- [WHAT THIS TASK INVOLVES]: Output all the material that follows, exactly as given.

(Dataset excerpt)
++++
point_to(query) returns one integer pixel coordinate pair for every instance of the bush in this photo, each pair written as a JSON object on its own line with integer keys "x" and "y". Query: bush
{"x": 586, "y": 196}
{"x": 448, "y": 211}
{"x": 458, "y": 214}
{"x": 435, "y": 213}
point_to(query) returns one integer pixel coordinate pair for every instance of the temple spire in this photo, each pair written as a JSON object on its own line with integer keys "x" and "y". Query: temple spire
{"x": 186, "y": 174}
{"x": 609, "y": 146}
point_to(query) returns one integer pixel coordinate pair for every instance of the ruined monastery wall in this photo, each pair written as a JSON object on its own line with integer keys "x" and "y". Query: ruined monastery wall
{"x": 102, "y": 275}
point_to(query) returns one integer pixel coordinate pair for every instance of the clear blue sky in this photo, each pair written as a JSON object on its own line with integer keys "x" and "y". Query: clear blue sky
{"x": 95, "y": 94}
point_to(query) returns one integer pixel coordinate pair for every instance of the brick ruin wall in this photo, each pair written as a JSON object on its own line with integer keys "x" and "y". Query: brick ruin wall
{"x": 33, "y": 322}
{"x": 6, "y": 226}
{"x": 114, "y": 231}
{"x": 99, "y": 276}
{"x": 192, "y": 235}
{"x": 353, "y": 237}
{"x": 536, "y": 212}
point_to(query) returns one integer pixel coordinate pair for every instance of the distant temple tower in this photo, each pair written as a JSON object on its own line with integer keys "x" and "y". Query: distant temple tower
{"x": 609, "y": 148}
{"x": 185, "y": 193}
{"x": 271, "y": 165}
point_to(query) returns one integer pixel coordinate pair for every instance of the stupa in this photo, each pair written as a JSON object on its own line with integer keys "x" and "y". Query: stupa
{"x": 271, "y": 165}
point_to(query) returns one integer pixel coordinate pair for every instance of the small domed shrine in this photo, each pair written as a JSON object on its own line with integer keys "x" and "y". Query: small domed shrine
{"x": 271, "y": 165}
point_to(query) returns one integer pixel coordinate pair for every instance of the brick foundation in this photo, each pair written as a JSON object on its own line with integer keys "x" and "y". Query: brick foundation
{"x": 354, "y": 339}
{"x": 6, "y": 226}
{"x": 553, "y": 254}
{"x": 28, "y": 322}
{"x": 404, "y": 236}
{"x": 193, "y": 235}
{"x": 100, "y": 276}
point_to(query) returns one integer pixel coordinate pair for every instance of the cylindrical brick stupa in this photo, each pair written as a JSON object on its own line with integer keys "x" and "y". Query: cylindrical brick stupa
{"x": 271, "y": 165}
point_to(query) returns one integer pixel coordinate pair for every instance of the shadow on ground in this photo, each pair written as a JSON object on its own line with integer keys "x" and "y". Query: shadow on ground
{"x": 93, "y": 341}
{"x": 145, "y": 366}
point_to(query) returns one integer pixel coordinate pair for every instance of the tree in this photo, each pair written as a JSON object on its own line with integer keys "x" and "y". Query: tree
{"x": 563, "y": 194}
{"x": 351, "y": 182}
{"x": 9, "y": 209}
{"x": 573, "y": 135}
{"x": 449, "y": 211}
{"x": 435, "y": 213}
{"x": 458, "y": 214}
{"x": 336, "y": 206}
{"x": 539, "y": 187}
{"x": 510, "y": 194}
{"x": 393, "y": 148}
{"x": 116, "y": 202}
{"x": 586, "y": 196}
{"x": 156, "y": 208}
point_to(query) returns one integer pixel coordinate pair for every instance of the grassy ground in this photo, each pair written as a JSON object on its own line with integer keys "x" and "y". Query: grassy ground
++++
- [EXERCISE SOLUTION]:
point_to(query) returns one integer pixel coordinate pair for every instance of the bush in this photo, each pair written as a JSON object on its own line with integer keys "x" and "y". Query: bush
{"x": 586, "y": 196}
{"x": 448, "y": 211}
{"x": 458, "y": 214}
{"x": 435, "y": 213}
point_to(query) returns one integer pixel coordinate pair for every instance of the temple spire in this photo, each pair written as a JSON object on its own line with integer keys "x" and "y". Query: temple spire
{"x": 186, "y": 174}
{"x": 609, "y": 146}
point_to(query) returns one integer pixel coordinate pair for every instance of the ruined monastery wall in this photo, each pair written as a JSON object on its own line with integer keys "x" and "y". Query: ruined monastery wall
{"x": 102, "y": 275}
point_to(query) returns one integer pixel coordinate pair for every instance of the clear blue sky in this photo, each pair written as a JSON object on its own line with integer keys "x" and "y". Query: clear blue sky
{"x": 95, "y": 94}
point_to(query) returns one integer pixel coordinate pair for every instance of the brick ruin wall in this photo, each pair written as a JSON object on its own line with integer keys "x" and "y". Query: brick ruin wall
{"x": 33, "y": 322}
{"x": 6, "y": 226}
{"x": 114, "y": 231}
{"x": 99, "y": 276}
{"x": 192, "y": 235}
{"x": 353, "y": 237}
{"x": 536, "y": 212}
point_to(query) returns one integer pixel coordinate pair for every instance of the distant temple tower in this photo, each pair written as a JSON object on its own line with integer keys "x" and "y". Query: distant temple tower
{"x": 609, "y": 148}
{"x": 185, "y": 193}
{"x": 271, "y": 165}
point_to(query) returns one integer pixel coordinate pair for every instance of the stupa in this photo, each pair written as a JSON object on its own line with integer keys "x" and "y". Query: stupa
{"x": 271, "y": 165}
point_to(query) returns one integer pixel coordinate pair for every instance of the small domed shrine in this photo, each pair written as a JSON object on its own line with integer keys "x" and "y". Query: small domed shrine
{"x": 271, "y": 165}
point_to(query) returns one integer pixel coordinate pair for every instance of the brick foundation in this photo, each pair written as a JSON object on its own line with integer keys "x" and "y". Query: brick foundation
{"x": 354, "y": 339}
{"x": 6, "y": 226}
{"x": 553, "y": 254}
{"x": 28, "y": 322}
{"x": 404, "y": 236}
{"x": 193, "y": 235}
{"x": 100, "y": 276}
point_to(query) returns one integer pixel coordinate pair for every instance of the cylindrical brick stupa in this photo, each pair written as a JSON object on its own line with integer keys "x" and "y". Query: cylindrical brick stupa
{"x": 271, "y": 165}
point_to(query) returns one integer pixel coordinate pair for every instance of the shadow on ground in this photo, each pair written as a JSON object on its own line with integer keys "x" and "y". Query: shadow on ground
{"x": 93, "y": 341}
{"x": 145, "y": 366}
point_to(query) returns one integer pixel coordinate pair for every instance of the tree in this photo, each pair written as a JSON object on its own line with integer keys "x" and "y". Query: tree
{"x": 563, "y": 194}
{"x": 351, "y": 182}
{"x": 9, "y": 209}
{"x": 573, "y": 135}
{"x": 449, "y": 211}
{"x": 435, "y": 213}
{"x": 458, "y": 214}
{"x": 336, "y": 206}
{"x": 539, "y": 187}
{"x": 510, "y": 194}
{"x": 393, "y": 148}
{"x": 116, "y": 202}
{"x": 586, "y": 196}
{"x": 156, "y": 208}
point_to(query) returns one integer pixel coordinate pair for every instance of the grassy ground in this photo, each pair written as a JSON object on its own line with integer keys "x" and "y". Query: grassy ground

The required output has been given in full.